▶ Saved entries
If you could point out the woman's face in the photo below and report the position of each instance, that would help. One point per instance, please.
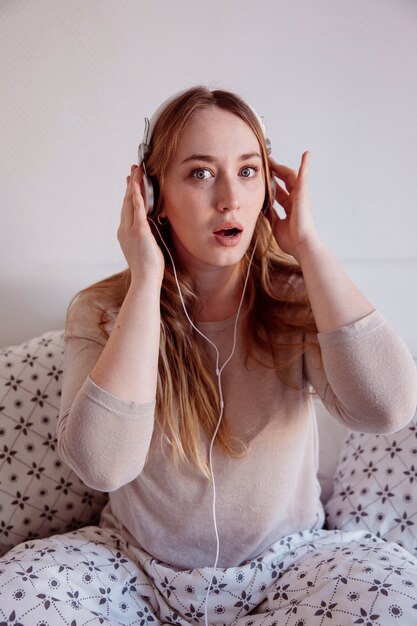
(214, 190)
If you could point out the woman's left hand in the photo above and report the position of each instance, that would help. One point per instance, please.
(296, 231)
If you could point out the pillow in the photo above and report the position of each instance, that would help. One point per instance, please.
(375, 486)
(39, 494)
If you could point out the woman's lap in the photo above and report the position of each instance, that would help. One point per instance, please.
(315, 577)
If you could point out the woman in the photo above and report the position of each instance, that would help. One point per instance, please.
(186, 396)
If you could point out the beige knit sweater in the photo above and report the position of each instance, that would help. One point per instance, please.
(363, 373)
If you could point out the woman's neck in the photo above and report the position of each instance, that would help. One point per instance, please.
(219, 294)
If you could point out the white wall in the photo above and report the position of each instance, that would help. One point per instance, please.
(77, 78)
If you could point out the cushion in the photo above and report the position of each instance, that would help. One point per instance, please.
(39, 494)
(375, 486)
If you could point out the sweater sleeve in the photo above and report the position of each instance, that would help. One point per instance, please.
(364, 374)
(104, 439)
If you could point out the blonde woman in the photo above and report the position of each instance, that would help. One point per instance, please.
(186, 396)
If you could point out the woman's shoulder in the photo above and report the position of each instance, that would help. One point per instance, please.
(289, 285)
(90, 315)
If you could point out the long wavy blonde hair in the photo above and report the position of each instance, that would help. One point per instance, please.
(187, 403)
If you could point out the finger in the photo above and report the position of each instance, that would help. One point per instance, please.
(305, 163)
(283, 172)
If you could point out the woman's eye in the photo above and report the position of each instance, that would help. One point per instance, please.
(201, 174)
(248, 172)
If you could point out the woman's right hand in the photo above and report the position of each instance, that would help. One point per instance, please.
(142, 252)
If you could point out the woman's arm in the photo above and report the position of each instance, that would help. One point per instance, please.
(128, 366)
(108, 400)
(363, 372)
(334, 299)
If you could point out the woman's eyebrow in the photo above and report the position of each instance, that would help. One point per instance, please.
(210, 159)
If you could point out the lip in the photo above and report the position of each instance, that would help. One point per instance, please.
(225, 225)
(231, 240)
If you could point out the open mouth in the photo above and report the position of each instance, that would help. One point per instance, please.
(228, 232)
(228, 235)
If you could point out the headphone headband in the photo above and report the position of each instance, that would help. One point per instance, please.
(145, 146)
(145, 149)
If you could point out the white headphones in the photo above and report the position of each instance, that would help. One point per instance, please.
(145, 149)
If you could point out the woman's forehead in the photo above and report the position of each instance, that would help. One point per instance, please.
(215, 130)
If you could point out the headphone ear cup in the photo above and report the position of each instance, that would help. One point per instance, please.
(149, 194)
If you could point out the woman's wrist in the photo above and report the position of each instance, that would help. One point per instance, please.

▶ WHAT IS BEING ASKED
Copy nothing except the lines from the one holding "If you could point out the white headphones" through the last line of the data above, and return them exactly.

▶ WRITTEN SOLUTION
If you could point out the white headphones in the photo above and report the position of each instance, that would help. One point per instance, please.
(145, 149)
If you could point out the woman's forehead in the photo above and report the position of each instance, that would help. One point per instance, please.
(215, 130)
If you could point out the headphone ear cup in the photo above and report the position of each instance, that would help. One point per instance, please.
(149, 194)
If you could point out the woman's wrist in the photo above and report the position of each instance, that would help. One point per instance, please.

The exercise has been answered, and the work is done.